Required task:
Return the lines of the listing below, word for word, from the line with "In this exercise you will spot the wooden" to the line with "<point>143,177</point>", both of those lines included.

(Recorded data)
____

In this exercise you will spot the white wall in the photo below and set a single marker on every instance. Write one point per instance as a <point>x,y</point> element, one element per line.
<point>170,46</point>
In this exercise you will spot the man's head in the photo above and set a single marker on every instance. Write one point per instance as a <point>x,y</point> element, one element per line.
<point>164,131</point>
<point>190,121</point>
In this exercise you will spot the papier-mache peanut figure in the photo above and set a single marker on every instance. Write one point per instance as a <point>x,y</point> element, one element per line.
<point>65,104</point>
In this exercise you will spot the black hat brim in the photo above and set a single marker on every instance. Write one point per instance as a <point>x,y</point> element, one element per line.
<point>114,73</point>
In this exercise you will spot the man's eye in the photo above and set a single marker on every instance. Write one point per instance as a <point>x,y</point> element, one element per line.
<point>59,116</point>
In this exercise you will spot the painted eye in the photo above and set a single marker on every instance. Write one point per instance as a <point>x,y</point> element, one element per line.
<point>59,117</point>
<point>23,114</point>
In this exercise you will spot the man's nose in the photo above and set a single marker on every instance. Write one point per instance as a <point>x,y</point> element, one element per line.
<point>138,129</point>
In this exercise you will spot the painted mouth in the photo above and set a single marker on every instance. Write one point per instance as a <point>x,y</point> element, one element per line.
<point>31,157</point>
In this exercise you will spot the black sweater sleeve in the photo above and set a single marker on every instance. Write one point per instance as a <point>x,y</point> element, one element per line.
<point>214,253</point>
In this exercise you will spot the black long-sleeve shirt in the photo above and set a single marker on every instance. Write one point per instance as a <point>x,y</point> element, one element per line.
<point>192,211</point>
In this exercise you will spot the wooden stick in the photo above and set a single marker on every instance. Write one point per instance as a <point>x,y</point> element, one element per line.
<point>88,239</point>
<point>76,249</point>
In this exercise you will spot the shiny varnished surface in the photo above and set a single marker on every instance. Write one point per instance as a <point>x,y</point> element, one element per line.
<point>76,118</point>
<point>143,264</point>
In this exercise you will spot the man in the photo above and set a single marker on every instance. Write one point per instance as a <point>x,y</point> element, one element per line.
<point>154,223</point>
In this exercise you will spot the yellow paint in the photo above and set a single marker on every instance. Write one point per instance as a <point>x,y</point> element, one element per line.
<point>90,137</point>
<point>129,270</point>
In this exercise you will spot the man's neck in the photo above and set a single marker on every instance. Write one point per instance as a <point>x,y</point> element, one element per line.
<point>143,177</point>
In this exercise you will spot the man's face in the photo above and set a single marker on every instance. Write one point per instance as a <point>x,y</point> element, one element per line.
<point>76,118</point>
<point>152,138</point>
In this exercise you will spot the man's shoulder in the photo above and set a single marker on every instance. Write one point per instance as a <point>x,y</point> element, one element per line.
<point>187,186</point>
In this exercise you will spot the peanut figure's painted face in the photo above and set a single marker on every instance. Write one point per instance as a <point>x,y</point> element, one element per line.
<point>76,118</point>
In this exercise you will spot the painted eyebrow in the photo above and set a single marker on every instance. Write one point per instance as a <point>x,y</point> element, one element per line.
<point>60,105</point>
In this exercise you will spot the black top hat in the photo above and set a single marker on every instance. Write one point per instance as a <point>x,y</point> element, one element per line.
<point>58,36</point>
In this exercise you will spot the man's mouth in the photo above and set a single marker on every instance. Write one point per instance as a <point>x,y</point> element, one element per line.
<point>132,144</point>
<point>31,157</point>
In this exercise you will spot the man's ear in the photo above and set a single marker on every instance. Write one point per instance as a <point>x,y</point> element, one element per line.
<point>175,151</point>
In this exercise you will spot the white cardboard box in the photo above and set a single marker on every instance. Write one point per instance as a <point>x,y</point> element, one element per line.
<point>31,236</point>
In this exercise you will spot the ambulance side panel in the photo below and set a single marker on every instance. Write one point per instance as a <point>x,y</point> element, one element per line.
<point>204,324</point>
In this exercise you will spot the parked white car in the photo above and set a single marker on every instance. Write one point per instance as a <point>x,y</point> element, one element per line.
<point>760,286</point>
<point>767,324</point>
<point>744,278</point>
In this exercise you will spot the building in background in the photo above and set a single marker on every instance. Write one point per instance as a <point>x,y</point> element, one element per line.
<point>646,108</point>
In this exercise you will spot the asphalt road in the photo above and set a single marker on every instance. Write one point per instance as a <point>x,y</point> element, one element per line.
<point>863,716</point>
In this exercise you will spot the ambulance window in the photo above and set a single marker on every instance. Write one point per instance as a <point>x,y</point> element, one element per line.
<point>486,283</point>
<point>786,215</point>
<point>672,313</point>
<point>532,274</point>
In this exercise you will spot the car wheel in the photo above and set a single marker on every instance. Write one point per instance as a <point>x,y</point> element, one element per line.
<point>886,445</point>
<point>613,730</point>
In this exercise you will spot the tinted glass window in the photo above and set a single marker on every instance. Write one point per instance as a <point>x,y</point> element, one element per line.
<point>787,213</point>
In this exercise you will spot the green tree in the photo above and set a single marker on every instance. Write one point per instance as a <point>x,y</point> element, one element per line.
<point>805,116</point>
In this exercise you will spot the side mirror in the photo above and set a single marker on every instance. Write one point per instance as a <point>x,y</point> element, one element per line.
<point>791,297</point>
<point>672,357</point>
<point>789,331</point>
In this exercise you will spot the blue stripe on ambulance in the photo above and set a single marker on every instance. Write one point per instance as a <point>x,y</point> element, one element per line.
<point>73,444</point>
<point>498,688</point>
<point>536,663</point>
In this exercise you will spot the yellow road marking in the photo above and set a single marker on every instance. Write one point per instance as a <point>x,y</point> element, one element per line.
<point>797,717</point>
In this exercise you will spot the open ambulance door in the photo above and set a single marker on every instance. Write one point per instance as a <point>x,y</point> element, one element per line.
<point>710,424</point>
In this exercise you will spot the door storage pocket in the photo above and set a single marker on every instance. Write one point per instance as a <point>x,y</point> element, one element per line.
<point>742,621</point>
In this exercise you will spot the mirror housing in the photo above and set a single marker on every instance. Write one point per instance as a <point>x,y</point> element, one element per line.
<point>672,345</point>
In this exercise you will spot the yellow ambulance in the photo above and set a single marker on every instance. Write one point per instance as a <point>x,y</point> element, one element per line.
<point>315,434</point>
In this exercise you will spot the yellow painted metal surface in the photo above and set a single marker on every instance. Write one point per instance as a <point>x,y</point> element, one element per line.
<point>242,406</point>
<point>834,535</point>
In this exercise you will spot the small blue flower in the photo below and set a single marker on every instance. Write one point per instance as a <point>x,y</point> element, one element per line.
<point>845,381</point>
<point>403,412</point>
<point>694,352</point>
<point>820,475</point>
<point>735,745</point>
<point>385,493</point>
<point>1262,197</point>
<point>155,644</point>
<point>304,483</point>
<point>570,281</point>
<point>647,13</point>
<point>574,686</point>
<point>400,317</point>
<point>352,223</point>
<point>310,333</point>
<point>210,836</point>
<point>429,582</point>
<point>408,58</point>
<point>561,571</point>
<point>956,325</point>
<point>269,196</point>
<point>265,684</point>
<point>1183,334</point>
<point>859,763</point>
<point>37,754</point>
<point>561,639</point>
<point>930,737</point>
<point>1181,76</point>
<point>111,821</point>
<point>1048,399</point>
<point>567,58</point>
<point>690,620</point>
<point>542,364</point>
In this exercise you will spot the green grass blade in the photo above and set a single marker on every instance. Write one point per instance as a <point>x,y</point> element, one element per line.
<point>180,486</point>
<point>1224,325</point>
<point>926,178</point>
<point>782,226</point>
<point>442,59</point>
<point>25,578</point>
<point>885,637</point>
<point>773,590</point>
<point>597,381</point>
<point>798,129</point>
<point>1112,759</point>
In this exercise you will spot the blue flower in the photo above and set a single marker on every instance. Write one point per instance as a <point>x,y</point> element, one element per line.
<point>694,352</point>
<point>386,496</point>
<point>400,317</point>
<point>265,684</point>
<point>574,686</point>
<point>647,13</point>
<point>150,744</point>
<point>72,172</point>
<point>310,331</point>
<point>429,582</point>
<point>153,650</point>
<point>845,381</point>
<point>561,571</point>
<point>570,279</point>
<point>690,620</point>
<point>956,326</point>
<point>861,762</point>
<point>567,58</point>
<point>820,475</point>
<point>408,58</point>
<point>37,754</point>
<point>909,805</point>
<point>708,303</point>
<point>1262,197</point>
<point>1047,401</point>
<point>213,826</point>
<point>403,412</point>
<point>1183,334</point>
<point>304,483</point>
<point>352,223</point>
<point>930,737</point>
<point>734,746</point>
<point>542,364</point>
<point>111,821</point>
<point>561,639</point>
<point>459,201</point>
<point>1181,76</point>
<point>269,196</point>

____

Solution:
In this exercise you will spot the wooden stick in the photo above and set a single marker on every instance. Write one point per instance as a <point>x,y</point> element, one element per line.
<point>88,239</point>
<point>76,249</point>
In this exercise you will spot the shiny varnished surface in the photo above and set a single marker on every instance. Write one point per instance as a <point>x,y</point> element, one element per line.
<point>76,118</point>
<point>143,264</point>
In this exercise you will spot the man in the photo above and set a single marker on every instance. Write one point per instance as a <point>x,y</point> element, one element per line.
<point>154,223</point>
In this exercise you will spot the yellow paint in the photo above and set a single marker on every instance. Write one point per instance as a <point>x,y</point> element, one element per line.
<point>90,137</point>
<point>129,270</point>
In this exercise you will spot the man's neck in the photo above and set a single marker on every instance. Write one point per instance as a <point>x,y</point> element, one element per line.
<point>143,177</point>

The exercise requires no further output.